Reading text —
★ ★ ★

Redeeming Icarus: Human / Animal Attributes and the Rise of the Microscope (poster PDF)
Thursday, November 15, 2018, 4pm
University Club (President’s Room), Indiana Memorial Union
The lecture will be followed by a roundtable discussion featuring Constance Furey (Religious Studies), Abby Ang (English), and Domenico Bertoloni Meli (History and Philosophy of Science and Medicine).
Though humans have worked tirelessly to distinguish ourselves from non-human animals, the nature of the “slash” we use to divide us from them varies profoundly over time. This talk will explore an important pivot in the history of that “slash” by considering the state of affairs around the rise of the microscope (c. 1600). It will also calibrate these two, before-and-after regimes of vision to more broadly philosophical developments, particularly the Cartesian dispensation between human and animal. Montaigne and Shakespeare, Thomas Moffett’s The Theatre of Insects: or, Lesser Living Creatures (1658), and Robert Hooke’s meticulous recordings of “minute bodies” under the microscope (Micrographia, 1665) will be considered.
More specifically, the notion that an upright posture indexes human privilege seems perennial; the vertical vector of the human body has long been said to assure our ascendancy over other creatures. But this traditional conceit sidesteps a basic logical and physical glitch: the human incapacity to fly. While human theorizing made an uneasy peace with birds, appropriating their flight as an allegory of the (human) soul, this lecture will analyze an early modern revolution in our attention to winged insects. For a lay observer like Shakespeare, flying insects were very admirably borne on “slender gilded wings.” But when insects began to be scanned with the newfangled microscope in the seventeenth century, what new challenges did they pose? In a rising technoscientific regime of visibility and mechanism, how did the tiniest of insects, the “fabrick” of their wings, and the dizzying new micro-scale they revealed affect conceptions not only of the human, but of the very “empire” humans constantly claimed over other creatures? Viewing flies under the microscope, as we will see, sent human claims to exceptional status in a new, more extreme direction.

★ ★ ★

Dataset extract —
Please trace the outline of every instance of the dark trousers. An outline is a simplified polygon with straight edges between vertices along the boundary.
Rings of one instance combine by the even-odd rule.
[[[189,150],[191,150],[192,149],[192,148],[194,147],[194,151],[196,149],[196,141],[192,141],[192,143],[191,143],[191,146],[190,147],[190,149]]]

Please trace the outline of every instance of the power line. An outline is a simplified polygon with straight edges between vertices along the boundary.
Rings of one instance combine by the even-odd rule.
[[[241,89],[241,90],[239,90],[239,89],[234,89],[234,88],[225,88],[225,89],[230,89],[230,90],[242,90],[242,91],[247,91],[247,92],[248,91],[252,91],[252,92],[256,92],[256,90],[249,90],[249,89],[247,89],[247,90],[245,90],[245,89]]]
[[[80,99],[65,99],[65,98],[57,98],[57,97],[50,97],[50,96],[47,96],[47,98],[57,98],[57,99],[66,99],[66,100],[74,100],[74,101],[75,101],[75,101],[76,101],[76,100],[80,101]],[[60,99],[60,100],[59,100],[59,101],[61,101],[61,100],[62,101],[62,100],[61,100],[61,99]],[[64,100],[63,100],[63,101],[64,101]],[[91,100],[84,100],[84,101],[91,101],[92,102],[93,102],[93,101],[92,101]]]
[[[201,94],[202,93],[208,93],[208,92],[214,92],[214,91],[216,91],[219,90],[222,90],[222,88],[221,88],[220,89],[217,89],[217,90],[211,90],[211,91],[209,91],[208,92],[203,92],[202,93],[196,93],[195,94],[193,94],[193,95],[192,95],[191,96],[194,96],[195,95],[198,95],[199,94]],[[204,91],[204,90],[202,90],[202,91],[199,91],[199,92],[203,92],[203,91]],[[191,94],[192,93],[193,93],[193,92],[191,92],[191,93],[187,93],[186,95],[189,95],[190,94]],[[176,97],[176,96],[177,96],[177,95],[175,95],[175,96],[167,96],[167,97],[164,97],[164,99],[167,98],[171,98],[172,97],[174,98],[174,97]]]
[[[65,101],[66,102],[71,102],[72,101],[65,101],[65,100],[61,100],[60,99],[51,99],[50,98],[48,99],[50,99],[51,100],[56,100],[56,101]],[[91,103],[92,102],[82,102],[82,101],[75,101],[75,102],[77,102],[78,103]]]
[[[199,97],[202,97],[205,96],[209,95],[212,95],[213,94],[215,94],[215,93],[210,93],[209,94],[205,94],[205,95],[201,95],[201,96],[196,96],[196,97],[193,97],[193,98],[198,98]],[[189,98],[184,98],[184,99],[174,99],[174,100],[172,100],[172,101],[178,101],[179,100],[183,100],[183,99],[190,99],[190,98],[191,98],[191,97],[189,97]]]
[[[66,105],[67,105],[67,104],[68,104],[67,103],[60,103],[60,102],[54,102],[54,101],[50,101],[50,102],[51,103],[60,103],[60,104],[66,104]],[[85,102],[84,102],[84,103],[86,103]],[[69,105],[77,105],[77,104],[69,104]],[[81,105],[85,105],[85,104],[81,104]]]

★ ★ ★

Exercise instructions —
**A.** Reproduce the lecture announcement between "Redeeming Icarus: Human" and "Science and Medicine).", inclusive, changing "roundtable discussion" to "panel discussion".
**B.** Extend the lecture announcement on the microscope and winged insects beyond its final sentence.

Expected results —
**A.**
Redeeming Icarus: Human / Animal Attributes and the Rise of the Microscope (poster PDF)
Thursday, November 15, 2018, 4pm
University Club (President’s Room), Indiana Memorial Union
The lecture will be followed by a panel discussion featuring Constance Furey (Religious Studies), Abby Ang (English), and Domenico Bertoloni Meli (History and Philosophy of Science and Medicine).

**B.**
Laurie Shannon is Franklin Bliss Snyder Professor of English Literature and Chair of the English Department at Northwestern University. She has written two field-defining books: Sovereign Amity: Figures of Friendship in Shakespearean Contexts (University of Chicago Press, 2002) and the award-winning The Accommodated Animal: Cosmopolity in Shakespearean Locales (University of Chicago Press, 2013). Winner of the Robert B. Cox Undergraduate Teaching Award and the Dean’s Award for Graduate Mentoring at Duke University, Professor Shannon is an innovative scholar and engaging speaker who brings her legal training (J.D., Harvard University) to bear on studies of how pre-modern literature imagined persons as subjects and envisioned cross-species relations as part of the political realm.
Laurie Shannon’s visit to Bloomington is made possible through the support of the College Arts and Humanities Institute, the College of Arts and Sciences, the Department of English, the Department of Religious Studies, and Themester 2018: Animal/Human. The event will be followed by a reception.